BEGIN DATASET EXCERPTS

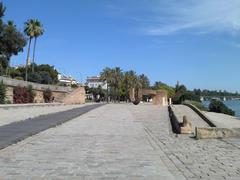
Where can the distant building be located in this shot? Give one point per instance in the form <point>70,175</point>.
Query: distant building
<point>66,80</point>
<point>95,82</point>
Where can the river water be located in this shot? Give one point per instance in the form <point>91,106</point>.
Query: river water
<point>232,104</point>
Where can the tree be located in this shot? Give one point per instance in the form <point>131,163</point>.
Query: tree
<point>2,93</point>
<point>12,41</point>
<point>144,81</point>
<point>38,31</point>
<point>130,81</point>
<point>29,30</point>
<point>116,82</point>
<point>158,85</point>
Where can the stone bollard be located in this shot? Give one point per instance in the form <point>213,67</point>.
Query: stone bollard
<point>186,126</point>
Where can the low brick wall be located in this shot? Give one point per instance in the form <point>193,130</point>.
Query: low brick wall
<point>60,93</point>
<point>216,133</point>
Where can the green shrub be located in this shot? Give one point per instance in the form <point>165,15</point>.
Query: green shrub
<point>2,93</point>
<point>219,107</point>
<point>23,95</point>
<point>31,93</point>
<point>47,95</point>
<point>19,78</point>
<point>74,85</point>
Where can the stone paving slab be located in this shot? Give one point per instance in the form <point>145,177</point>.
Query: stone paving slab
<point>120,141</point>
<point>17,131</point>
<point>106,143</point>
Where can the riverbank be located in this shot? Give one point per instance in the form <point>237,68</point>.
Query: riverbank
<point>223,120</point>
<point>232,104</point>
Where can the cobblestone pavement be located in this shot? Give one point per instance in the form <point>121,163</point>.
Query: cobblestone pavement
<point>106,143</point>
<point>120,141</point>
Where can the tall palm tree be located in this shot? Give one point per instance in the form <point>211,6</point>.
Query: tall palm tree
<point>107,75</point>
<point>29,30</point>
<point>38,31</point>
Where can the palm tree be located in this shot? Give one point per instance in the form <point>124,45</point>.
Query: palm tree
<point>38,31</point>
<point>29,30</point>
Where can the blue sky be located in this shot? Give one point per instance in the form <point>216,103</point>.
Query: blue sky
<point>195,42</point>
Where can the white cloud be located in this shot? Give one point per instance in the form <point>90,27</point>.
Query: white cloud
<point>200,16</point>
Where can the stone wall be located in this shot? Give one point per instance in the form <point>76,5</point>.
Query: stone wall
<point>60,93</point>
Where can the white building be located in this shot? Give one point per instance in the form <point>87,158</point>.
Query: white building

END DATASET EXCERPTS

Pictures stay out, but every record above is to be returned exactly.

Where can the distant building be located in this shot? Give one point per instance in the form <point>70,175</point>.
Query: distant building
<point>66,80</point>
<point>95,82</point>
Where can the river water be located in this shot? Give one point per instance in the form <point>91,106</point>.
Query: river water
<point>232,104</point>
Where can the tree be located in this shot? Give one point per instance in the form <point>131,163</point>.
Query: tree
<point>2,93</point>
<point>12,41</point>
<point>144,81</point>
<point>38,31</point>
<point>130,81</point>
<point>29,30</point>
<point>116,82</point>
<point>158,85</point>
Where can the stone bollard be located in this shot? Give one point per instance in the form <point>213,67</point>.
Query: stone bollard
<point>186,126</point>
Where can the low brick wall be located in this shot? Give one point per instance in the form <point>193,130</point>.
Query: low brick wall
<point>60,93</point>
<point>216,133</point>
Where can the green shrub be located in this shot? Give one point per instance in the form <point>165,15</point>.
Query: green shrub
<point>2,93</point>
<point>219,107</point>
<point>23,95</point>
<point>31,93</point>
<point>47,95</point>
<point>19,78</point>
<point>74,85</point>
Where can the stone paving slab be located in this shot? Give one point per instance in the form <point>145,177</point>.
Query: stone paving slab
<point>120,141</point>
<point>17,131</point>
<point>106,143</point>
Where can the riverbank be located in this shot? Give one point per instance in the form <point>237,68</point>.
Query: riverbank
<point>223,120</point>
<point>232,104</point>
Where can the cobblestone pavement be located in this shot? Give one point per instance in the form <point>121,163</point>.
Query: cobblestone pavement
<point>106,143</point>
<point>120,141</point>
Where can the tall palm tree be located in this shot? Give one point per instance in the form <point>211,6</point>.
Query: tall palm tree
<point>107,75</point>
<point>29,30</point>
<point>38,31</point>
Where can the palm tree be located in this shot? Give one point per instance in the form <point>124,45</point>.
Query: palm tree
<point>38,31</point>
<point>29,30</point>
Where can the blue sky be located in this shot? Give one point per instance in the form <point>216,103</point>.
Query: blue sky
<point>195,42</point>
Where can the white cloud be located in this shot? Give one point per instance in the form <point>90,27</point>.
Query: white cloud
<point>200,16</point>
Where can the stone wall be located in this shot? Give one point per instance in the form <point>76,5</point>.
Query: stone wall
<point>60,93</point>
Where can the white building be located in this shot? Give one point per instance in the form <point>87,158</point>.
Query: white building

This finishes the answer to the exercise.